OPGAVE
Zet de beschikking over de ontbinding van de arbeidsovereenkomst voort vanaf het punt waar de tekst ophoudt.

ECLI:NL:RBNHO:2015:8999

Rechtbank Noord-Holland

Datum uitspraak
14 oktober 2015
Publicatiedatum
16 oktober 2015
Zaaknummer
4260096 \ OA VERZ 15-145
Instantie
Rechtbank Noord-Holland
Type
Uitspraak
Rechtsgebied
Civiel recht
Procedures
  • Beschikking
Rechters
  • P.G. Vroom
Vindplaatsen
  • Rechtspraak.nl
AI samenvatting door LexboostAutomatisch gegenereerd

Verzoek tot ontbinding van de arbeidsovereenkomst afgewezen wegens gebrek aan ernstig verwijtbaar handelen

In deze zaak heeft de Stichting Vakinstelling SVO een verzoek ingediend tot ontbinding van de arbeidsovereenkomst met [de werknemer], die sinds 1991 in dienst is als coördinator studentenondersteuning. SVO stelde dat [de werknemer] zich schuldig had gemaakt aan ernstig verwijtbaar handelen tijdens examens op 15 en 16 april 2015, waarbij zij als examinator optrad. SVO voerde aan dat de examens ongeldig waren verklaard en dat [de werknemer] in strijd met het examenreglement had gehandeld. [de werknemer] ontkende de beschuldigingen en stelde dat haar ontslag verband hield met een reorganisatie binnen SVO.

De kantonrechter heeft de zaak beoordeeld en geconcludeerd dat niet is komen vast te staan dat [de werknemer] zich schuldig heeft gemaakt aan (ernstig) verwijtbaar handelen. De kantonrechter oordeelde dat de door SVO aangevoerde feiten en omstandigheden niet voldoende waren om de ontbinding van de arbeidsovereenkomst te rechtvaardigen. Bovendien werd opgemerkt dat [de werknemer] lange tijd naar tevredenheid had gewerkt en dat er geen noemenswaardige incidenten waren geweest in haar dienstverband. De kantonrechter wees het verzoek tot ontbinding af en bepaalde dat iedere partij de eigen proceskosten draagt.

Uitspraak

RECHTBANK NOORD-HOLLAND

Afdeling Privaatrecht
Sectie Kanton – locatie Alkmaar
Zaaknr./rolnr.: 4260096 \ OA VERZ 15-145 WD
Uitspraakdatum: 14 oktober2015
Beschikking in de zaak van:
de stichting
Stichting Vakinstelling SVO,
gevestigd te Houten,
verzoekende partij,
verder te noemen: SVO,
gemachtigde: mr. B.J. Bongaards
tegen
[naam],
wonende te [plaats]
verwerende partij,
verder te noemen: [de werknemer] ,
gemachtigde: mr. J.C. Kuipéri-Botter

1.Het procesverloop

1.1.

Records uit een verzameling
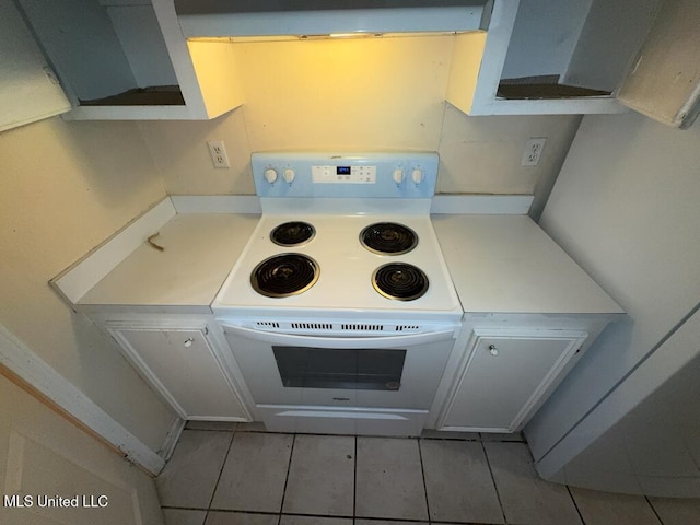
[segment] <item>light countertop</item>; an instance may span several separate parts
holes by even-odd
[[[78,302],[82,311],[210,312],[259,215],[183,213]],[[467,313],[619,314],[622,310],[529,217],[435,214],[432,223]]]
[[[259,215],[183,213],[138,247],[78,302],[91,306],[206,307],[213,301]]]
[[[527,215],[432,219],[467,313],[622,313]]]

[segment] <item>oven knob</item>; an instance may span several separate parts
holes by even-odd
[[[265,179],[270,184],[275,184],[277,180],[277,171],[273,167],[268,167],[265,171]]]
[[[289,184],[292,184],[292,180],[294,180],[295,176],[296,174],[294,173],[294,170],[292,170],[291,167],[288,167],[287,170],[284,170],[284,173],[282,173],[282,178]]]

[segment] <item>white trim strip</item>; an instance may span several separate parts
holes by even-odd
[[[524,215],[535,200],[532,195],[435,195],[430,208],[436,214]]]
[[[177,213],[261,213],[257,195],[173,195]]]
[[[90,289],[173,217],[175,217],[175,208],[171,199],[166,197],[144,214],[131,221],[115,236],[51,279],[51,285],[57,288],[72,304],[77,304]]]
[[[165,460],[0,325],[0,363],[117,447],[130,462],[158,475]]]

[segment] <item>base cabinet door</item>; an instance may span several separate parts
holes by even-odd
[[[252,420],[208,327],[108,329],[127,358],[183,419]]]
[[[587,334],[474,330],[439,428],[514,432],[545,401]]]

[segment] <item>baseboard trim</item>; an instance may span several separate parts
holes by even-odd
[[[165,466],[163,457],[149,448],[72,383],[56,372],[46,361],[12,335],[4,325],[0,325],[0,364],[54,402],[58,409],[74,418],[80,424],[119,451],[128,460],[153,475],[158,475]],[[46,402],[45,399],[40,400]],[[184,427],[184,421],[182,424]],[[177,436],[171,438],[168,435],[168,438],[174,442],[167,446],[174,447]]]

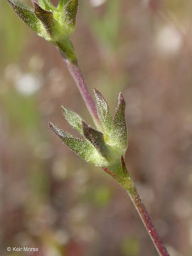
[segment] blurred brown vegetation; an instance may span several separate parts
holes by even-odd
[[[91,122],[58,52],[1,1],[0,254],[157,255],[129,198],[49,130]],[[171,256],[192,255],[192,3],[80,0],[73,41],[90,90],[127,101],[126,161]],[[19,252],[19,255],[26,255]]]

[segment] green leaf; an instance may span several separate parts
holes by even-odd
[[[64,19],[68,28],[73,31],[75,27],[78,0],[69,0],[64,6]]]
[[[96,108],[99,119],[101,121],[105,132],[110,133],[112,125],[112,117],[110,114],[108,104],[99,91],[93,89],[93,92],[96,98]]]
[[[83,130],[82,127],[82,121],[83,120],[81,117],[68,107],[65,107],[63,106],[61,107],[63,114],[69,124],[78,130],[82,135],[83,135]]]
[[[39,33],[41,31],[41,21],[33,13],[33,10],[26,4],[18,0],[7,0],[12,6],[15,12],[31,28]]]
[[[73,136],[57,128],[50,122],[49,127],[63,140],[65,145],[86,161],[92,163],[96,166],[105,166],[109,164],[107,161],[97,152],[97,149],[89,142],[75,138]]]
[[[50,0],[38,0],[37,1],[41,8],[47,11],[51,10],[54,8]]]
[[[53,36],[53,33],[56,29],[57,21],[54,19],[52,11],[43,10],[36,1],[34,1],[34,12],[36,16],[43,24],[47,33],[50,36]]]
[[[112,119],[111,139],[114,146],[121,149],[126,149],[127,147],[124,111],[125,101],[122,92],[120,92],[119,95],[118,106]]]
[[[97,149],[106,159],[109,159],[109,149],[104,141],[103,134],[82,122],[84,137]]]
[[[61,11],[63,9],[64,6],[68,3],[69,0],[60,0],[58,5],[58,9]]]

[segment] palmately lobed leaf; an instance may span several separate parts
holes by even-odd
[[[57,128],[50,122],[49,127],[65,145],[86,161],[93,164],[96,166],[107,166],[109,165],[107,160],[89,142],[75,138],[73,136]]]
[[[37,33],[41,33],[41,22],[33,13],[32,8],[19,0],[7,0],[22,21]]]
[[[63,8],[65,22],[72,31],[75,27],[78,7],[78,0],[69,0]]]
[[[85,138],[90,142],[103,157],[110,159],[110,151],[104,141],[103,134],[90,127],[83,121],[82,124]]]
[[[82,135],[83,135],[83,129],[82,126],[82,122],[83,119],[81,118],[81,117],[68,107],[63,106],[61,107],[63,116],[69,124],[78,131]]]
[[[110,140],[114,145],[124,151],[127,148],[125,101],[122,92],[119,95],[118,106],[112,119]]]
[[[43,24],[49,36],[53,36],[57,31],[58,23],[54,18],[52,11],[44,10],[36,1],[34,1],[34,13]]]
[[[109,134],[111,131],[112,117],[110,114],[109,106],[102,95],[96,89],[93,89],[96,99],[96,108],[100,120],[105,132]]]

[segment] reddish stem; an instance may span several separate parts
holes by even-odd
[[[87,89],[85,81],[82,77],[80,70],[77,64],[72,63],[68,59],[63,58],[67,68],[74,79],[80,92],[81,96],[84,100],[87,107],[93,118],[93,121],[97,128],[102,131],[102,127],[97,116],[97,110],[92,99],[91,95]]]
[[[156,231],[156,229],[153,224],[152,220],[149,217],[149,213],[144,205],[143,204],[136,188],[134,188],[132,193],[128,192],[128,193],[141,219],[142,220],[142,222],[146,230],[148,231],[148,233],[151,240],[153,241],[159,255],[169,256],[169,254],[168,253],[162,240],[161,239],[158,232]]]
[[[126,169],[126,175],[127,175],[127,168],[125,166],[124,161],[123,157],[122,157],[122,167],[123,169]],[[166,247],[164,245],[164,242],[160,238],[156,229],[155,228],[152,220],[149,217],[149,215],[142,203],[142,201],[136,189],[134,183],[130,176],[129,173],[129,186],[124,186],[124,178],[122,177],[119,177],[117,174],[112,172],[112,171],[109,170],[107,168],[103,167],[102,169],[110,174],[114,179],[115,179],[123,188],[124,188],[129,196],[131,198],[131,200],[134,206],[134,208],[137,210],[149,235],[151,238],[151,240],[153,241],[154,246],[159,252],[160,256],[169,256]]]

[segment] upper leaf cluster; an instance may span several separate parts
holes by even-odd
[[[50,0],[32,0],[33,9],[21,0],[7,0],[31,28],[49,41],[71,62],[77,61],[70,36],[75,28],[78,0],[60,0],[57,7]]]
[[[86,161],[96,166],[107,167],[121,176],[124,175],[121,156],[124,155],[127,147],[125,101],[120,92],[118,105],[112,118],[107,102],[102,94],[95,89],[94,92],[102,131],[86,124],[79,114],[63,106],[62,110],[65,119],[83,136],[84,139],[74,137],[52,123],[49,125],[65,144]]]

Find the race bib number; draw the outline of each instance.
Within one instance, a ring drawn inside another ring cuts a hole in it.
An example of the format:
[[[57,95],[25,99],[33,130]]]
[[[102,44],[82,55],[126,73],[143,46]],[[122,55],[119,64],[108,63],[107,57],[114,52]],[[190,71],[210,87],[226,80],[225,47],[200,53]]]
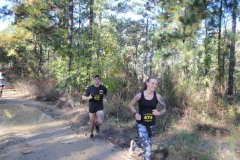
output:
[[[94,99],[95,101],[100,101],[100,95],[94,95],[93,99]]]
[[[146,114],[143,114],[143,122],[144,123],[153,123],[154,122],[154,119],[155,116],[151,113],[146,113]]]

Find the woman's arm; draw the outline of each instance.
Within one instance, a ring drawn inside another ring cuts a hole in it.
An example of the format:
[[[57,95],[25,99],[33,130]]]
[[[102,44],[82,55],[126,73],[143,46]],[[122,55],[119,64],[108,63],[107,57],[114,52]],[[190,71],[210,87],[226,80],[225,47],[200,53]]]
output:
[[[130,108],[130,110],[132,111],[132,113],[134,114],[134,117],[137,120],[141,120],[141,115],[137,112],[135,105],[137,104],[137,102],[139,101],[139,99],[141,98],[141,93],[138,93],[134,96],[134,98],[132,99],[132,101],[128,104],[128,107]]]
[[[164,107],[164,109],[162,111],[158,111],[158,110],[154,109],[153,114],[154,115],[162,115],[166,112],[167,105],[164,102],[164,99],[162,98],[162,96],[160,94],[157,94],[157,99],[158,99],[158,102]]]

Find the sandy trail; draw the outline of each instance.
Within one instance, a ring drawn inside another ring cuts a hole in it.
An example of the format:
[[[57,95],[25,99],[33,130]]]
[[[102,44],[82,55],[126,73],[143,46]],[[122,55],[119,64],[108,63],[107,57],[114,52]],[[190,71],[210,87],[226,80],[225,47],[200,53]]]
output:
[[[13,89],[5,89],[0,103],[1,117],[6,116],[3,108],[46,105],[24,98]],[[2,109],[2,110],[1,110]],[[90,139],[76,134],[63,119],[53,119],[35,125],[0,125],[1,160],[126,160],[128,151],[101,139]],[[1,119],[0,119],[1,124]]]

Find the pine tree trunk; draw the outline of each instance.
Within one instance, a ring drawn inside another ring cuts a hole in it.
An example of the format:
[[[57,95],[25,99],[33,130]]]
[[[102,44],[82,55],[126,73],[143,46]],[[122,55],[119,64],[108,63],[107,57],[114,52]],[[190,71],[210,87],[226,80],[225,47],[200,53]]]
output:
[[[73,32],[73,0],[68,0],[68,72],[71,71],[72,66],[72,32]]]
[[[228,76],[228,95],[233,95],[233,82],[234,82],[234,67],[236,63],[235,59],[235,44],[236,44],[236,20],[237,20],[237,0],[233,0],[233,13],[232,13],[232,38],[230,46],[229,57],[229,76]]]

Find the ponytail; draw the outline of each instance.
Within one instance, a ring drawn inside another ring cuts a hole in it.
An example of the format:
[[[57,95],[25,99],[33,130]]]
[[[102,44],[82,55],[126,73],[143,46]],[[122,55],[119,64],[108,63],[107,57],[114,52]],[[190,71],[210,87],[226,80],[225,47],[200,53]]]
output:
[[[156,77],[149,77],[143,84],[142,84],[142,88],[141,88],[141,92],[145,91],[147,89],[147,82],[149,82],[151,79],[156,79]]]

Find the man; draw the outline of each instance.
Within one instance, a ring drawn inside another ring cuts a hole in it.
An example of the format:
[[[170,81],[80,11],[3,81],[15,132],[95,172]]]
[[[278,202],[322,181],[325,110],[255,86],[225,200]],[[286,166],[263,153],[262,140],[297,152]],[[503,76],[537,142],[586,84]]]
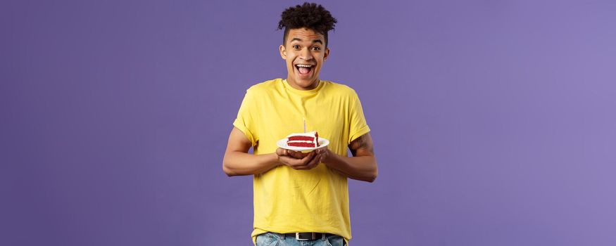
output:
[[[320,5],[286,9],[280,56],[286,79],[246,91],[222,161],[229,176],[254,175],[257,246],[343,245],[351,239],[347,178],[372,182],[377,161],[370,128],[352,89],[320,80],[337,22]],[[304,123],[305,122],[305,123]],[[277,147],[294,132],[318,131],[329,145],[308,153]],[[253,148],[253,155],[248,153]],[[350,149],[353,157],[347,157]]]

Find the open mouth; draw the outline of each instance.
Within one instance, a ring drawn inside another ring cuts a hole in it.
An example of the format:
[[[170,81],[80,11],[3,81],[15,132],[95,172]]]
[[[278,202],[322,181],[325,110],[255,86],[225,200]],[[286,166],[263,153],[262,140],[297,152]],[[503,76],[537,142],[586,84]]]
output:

--

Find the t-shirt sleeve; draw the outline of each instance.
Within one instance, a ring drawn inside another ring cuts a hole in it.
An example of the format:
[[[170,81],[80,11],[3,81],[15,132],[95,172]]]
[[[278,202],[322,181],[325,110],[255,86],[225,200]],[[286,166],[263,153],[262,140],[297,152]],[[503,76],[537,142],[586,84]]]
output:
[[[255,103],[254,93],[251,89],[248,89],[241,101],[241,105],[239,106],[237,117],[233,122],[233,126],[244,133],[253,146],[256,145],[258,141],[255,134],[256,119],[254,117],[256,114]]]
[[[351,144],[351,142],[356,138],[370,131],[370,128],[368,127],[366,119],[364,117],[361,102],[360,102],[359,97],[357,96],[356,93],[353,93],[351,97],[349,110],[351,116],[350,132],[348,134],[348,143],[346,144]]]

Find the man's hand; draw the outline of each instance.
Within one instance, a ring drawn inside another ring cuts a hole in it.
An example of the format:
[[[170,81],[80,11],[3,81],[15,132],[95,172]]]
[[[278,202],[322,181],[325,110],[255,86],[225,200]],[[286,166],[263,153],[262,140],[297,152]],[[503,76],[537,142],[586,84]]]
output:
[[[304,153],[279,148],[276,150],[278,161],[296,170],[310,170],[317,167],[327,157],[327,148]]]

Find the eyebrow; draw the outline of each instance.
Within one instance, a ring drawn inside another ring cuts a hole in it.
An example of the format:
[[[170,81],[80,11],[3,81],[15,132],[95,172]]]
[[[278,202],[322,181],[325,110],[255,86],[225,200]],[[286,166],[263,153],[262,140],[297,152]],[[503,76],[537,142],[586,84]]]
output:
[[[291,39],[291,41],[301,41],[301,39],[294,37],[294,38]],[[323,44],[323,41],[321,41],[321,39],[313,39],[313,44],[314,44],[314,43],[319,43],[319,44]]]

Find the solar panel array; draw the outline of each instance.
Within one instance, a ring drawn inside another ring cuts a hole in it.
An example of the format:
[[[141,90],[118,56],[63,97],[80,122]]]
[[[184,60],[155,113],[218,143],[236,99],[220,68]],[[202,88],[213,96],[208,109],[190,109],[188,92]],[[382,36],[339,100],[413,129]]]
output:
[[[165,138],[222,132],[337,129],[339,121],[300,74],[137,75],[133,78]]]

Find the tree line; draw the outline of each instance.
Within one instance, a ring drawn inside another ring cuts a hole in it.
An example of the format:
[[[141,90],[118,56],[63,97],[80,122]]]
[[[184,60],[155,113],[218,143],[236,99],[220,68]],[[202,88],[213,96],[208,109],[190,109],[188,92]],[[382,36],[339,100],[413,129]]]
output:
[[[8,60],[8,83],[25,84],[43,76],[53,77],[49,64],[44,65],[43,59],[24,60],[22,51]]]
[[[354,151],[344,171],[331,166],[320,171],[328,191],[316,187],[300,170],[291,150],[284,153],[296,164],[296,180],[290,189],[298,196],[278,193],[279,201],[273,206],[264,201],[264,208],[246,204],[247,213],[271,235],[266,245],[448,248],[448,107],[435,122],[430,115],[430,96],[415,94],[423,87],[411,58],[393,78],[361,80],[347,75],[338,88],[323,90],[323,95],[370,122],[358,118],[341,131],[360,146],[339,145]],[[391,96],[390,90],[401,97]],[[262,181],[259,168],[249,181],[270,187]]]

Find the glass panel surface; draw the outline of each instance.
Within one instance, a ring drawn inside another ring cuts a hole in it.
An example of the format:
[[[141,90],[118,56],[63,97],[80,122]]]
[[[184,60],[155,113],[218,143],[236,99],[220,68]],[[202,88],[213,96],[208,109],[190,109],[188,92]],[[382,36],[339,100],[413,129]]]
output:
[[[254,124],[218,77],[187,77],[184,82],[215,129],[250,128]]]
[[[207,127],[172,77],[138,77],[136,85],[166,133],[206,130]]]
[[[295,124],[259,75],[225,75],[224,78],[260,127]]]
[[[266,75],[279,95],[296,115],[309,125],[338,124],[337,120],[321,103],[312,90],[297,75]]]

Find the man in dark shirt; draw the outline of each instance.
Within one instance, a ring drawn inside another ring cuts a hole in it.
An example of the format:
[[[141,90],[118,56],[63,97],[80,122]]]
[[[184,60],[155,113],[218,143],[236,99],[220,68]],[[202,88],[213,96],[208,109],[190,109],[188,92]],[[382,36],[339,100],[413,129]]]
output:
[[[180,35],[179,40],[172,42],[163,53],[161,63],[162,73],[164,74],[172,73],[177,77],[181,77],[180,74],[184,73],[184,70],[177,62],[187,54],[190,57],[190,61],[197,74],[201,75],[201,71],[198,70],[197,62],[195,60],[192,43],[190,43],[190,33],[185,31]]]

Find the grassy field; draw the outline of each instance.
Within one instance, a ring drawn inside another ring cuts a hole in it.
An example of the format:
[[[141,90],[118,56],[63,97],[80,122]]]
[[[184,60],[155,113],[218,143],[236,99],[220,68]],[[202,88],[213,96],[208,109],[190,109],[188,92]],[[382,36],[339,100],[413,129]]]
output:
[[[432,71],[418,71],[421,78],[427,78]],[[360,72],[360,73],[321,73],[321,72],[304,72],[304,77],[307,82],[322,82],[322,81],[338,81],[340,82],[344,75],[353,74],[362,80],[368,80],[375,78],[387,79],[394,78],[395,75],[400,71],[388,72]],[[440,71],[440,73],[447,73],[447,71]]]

...

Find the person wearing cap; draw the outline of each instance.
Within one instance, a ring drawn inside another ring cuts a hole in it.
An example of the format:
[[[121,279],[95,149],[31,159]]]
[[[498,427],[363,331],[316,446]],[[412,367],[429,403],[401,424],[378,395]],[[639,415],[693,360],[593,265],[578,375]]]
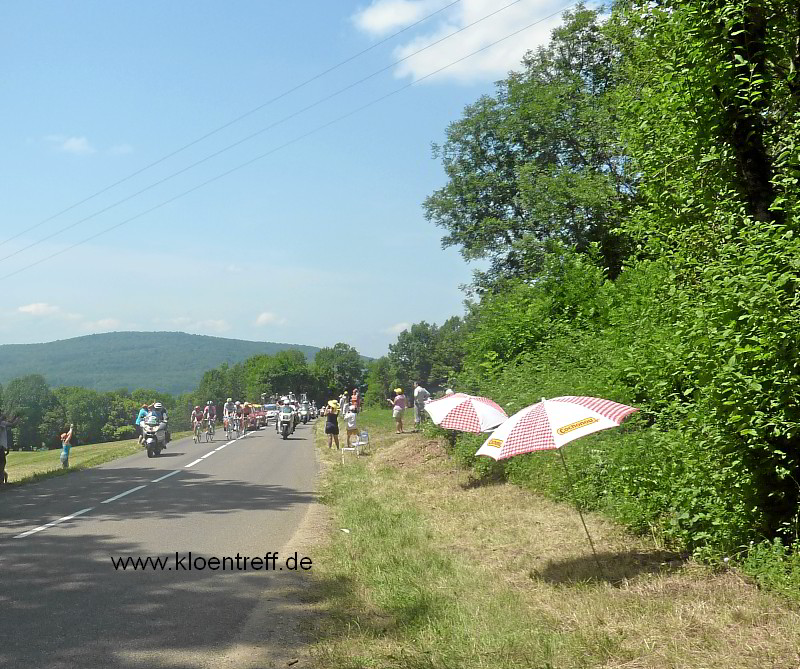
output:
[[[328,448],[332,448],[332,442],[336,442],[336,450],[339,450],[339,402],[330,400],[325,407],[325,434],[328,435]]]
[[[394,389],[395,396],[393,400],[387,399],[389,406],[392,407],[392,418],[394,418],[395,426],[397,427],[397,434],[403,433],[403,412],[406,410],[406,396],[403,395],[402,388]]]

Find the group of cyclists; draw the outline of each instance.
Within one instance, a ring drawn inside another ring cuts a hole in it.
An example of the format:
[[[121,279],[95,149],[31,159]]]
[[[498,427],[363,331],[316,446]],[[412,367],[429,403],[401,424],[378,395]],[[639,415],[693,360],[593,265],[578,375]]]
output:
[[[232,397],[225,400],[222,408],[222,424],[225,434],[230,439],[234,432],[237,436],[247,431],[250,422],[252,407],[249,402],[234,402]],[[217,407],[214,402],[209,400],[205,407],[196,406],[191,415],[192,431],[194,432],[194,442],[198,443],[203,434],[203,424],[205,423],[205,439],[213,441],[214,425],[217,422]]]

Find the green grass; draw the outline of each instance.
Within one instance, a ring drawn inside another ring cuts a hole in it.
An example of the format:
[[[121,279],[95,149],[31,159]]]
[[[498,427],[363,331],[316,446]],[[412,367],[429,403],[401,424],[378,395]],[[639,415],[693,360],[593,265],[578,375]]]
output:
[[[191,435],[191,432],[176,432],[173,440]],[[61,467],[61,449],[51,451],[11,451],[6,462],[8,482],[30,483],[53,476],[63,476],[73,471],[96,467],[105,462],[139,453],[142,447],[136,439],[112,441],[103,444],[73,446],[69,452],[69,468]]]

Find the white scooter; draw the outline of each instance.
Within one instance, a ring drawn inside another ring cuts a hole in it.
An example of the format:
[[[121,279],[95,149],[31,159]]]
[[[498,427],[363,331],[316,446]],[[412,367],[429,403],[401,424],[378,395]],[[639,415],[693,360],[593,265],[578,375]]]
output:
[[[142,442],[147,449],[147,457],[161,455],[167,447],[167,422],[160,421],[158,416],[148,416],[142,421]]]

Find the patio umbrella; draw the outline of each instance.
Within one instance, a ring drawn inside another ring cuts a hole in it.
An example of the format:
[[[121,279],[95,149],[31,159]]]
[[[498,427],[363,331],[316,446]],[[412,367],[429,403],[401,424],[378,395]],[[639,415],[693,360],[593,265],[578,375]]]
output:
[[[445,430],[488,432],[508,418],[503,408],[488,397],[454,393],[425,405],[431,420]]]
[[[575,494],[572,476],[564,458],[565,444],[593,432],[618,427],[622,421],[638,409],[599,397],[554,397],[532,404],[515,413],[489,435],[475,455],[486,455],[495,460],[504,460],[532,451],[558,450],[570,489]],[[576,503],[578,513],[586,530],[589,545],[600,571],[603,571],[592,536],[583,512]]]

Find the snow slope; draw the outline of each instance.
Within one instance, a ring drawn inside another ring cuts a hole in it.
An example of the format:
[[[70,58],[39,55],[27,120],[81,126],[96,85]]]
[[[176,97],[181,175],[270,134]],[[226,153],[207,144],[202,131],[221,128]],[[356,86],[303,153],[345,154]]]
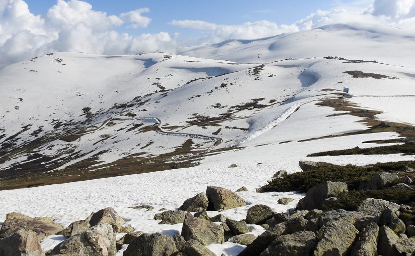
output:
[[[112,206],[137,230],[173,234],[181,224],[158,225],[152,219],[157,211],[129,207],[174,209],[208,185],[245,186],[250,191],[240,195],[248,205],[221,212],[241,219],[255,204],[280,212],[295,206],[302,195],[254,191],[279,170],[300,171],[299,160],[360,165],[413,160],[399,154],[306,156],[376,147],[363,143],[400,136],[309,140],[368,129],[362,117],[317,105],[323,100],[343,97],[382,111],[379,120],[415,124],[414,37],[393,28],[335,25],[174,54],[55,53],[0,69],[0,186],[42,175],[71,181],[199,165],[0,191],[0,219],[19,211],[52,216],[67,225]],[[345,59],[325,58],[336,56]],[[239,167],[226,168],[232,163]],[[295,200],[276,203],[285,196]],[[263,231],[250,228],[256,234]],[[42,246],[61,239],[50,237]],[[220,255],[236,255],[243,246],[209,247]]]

ANTWOORD
SVO heeft een verzoek gedaan om de arbeidsovereenkomst tussen partijen te ontbinden. [de werknemer] heeft een verweerschrift ingediend.
1.2.
Op 24 juli 2015 heeft een zitting plaatsgevonden. De griffier heeft aantekeningen gemaakt van wat partijen ter toelichting van hun standpunten naar voren hebben gebracht. Ter zitting is door [de werknemer] nog een schriftelijk stuk overgelegd.
1.3.
De zaak is enige tijd aangehouden in verband met onderhandelingen tussen partijen.
1.4.
Op 24 september 2015 is ter griffie binnengekomen een brief van [de werknemer] .
1.5.
Op 29 september 2015 is ter griffie binnengekomen een brief van SVO.
1.6.
Uiteindelijk is bepaald dat vandaag uitspraak zal worden gedaan.

2.De feiten

2.1.
SVO is een opleidingsinstituut dat mbo-opleidingen aanbiedt en hiertoe nauw samenwerkt met het bedrijfsleven.
2.2.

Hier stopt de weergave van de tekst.